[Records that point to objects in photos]
━━━━━━

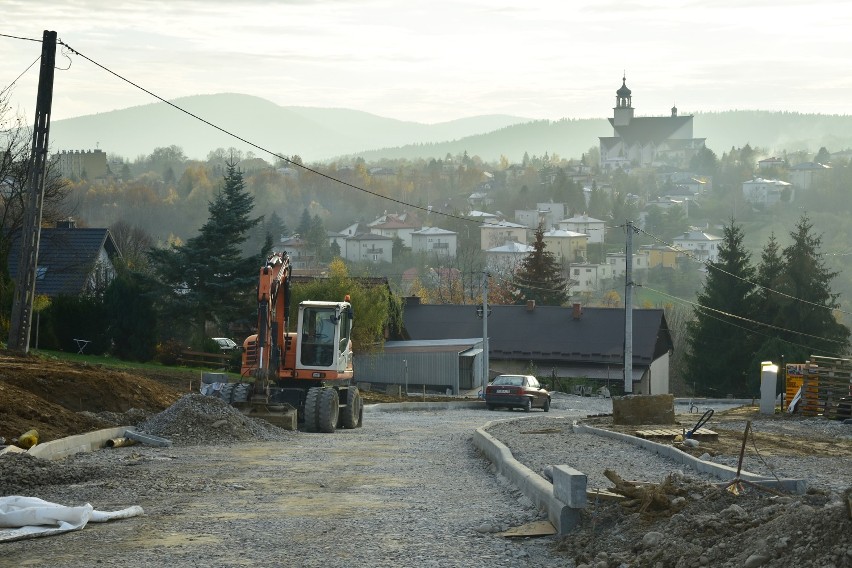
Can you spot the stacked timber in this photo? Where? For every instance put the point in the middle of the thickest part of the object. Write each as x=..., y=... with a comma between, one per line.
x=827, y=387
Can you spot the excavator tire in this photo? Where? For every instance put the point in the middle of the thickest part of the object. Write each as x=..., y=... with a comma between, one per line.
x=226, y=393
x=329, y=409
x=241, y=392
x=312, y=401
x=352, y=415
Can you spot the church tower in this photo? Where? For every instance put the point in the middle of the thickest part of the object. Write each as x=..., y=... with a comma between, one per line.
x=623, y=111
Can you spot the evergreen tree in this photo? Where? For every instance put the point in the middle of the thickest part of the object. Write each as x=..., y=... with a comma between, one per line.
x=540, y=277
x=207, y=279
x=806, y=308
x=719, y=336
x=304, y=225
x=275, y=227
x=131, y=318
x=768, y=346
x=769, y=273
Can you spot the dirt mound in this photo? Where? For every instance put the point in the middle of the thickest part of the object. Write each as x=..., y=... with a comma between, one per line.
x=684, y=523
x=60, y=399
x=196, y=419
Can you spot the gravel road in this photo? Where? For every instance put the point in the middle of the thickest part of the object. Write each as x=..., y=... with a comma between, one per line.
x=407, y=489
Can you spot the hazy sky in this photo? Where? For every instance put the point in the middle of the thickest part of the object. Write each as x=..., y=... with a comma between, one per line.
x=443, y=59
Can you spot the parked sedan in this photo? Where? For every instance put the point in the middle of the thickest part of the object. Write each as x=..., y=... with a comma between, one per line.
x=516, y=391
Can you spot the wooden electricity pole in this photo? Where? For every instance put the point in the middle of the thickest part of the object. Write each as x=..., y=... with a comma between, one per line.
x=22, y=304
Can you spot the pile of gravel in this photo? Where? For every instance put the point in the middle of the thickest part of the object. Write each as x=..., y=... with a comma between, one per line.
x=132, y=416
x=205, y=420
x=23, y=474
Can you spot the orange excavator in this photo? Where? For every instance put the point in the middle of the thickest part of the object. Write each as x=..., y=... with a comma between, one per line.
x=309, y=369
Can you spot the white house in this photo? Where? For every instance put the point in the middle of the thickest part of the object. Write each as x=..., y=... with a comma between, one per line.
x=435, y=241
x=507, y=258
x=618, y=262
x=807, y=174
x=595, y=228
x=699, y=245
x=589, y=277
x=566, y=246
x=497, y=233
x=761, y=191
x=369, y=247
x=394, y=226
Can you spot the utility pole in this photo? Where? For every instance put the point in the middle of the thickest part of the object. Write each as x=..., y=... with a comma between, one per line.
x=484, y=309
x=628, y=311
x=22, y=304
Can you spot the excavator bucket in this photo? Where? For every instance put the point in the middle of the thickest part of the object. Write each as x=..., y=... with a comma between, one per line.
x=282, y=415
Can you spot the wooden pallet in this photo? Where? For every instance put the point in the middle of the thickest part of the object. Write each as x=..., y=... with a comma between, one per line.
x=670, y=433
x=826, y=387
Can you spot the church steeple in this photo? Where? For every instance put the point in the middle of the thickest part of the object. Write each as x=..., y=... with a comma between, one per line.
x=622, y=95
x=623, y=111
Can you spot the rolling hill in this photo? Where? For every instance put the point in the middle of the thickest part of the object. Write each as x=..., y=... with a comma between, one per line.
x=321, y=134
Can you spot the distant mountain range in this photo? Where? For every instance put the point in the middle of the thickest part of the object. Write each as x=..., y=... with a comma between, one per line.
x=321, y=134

━━━━━━

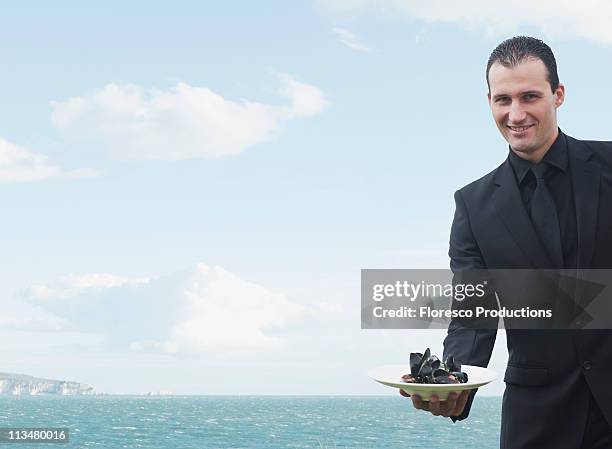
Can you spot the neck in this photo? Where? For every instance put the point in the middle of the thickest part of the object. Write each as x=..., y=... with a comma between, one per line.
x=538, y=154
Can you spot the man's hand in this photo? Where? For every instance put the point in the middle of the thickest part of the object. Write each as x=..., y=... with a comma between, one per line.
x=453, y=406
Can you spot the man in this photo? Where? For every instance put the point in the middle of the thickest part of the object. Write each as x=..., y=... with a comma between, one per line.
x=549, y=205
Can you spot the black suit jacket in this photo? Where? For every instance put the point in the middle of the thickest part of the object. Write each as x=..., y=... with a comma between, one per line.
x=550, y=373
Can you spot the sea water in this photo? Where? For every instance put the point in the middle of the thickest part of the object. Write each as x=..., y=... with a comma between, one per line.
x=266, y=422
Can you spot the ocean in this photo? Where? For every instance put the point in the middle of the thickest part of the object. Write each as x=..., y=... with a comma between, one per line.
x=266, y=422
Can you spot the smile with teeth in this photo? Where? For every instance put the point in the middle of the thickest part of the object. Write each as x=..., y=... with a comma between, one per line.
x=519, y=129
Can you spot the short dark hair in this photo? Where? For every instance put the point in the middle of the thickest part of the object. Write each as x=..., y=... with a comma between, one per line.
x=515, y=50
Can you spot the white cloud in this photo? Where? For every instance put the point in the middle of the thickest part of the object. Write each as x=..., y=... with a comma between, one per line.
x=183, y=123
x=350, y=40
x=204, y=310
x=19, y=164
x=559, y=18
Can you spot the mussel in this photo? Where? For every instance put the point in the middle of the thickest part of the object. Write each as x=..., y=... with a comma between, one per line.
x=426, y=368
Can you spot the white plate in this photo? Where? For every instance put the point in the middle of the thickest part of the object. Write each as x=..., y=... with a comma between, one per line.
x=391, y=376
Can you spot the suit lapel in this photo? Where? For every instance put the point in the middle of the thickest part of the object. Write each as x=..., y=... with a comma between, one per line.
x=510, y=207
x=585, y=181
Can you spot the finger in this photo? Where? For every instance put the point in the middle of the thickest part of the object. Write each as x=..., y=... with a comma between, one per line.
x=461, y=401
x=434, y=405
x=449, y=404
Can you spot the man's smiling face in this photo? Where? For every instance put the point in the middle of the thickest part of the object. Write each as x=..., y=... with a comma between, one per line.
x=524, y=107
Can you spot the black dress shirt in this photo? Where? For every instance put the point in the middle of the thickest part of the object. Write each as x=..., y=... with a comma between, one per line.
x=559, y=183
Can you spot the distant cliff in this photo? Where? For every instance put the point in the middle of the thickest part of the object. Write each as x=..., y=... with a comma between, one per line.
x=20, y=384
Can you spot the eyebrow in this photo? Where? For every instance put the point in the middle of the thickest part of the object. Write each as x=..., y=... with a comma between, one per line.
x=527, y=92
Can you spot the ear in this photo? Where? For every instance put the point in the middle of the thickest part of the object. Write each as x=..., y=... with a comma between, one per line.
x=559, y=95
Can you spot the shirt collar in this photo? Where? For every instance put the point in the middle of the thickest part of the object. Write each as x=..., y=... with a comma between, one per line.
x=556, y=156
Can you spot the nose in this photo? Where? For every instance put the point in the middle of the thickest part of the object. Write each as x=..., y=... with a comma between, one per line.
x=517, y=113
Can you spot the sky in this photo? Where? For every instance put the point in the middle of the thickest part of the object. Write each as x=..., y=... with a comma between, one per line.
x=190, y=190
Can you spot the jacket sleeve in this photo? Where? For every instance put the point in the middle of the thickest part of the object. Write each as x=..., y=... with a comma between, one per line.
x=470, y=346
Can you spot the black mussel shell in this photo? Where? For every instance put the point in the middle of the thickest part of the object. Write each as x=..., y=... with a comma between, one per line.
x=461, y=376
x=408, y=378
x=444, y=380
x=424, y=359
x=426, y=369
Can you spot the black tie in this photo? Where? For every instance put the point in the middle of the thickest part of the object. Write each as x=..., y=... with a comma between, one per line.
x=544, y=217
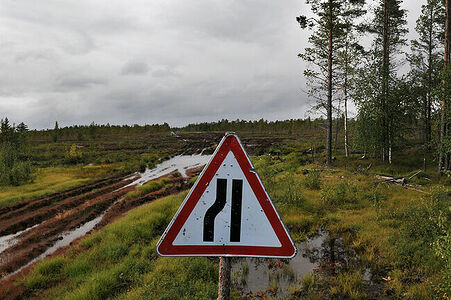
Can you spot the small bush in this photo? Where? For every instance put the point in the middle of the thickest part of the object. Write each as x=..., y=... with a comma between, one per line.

━━━━━━

Written exercise:
Copy out, word for word, the part of the records that opens with the line containing "Can you spot the white cloud" and closes with the line containing "x=559, y=183", including both of those lines.

Response for this exercise:
Can you spot the white cloud in this photo? Where? For every instance put the point in the middle of the thickest part of the object. Write each as x=..., y=... with a comma between, one per line.
x=183, y=123
x=350, y=40
x=204, y=310
x=19, y=164
x=559, y=18
Can you spot the mussel in this photo? Where? For every instance put the point in the middle of the thickest part of the object. Write each as x=..., y=... with a comma between, one per line.
x=426, y=368
Can you spot the white plate in this photo? Where? For every instance put the point in the middle of the thickest part of the object. Write each as x=..., y=... with a comma between, one per line.
x=391, y=376
Can you spot the suit lapel in this photo? Where? For every instance put the point in the middle of the thickest part of the object. Write each as x=..., y=... with a comma between, one per line.
x=510, y=207
x=585, y=181
Can you spot the finger in this photo? Where? For every instance put the point in the middle of the thickest part of the object. Write each as x=..., y=... with a comma between, one per line.
x=461, y=401
x=434, y=405
x=449, y=404
Can you spot the man's smiling face in this photo? Where? For every instance put the point in the middle of the thickest part of the object. Write each as x=..., y=... with a comma between, one per line.
x=524, y=107
Can you spot the black dress shirt in this photo? Where? For every instance put the point in the middle of the thickest part of the object. Write each as x=..., y=... with a comma between, one per line.
x=559, y=183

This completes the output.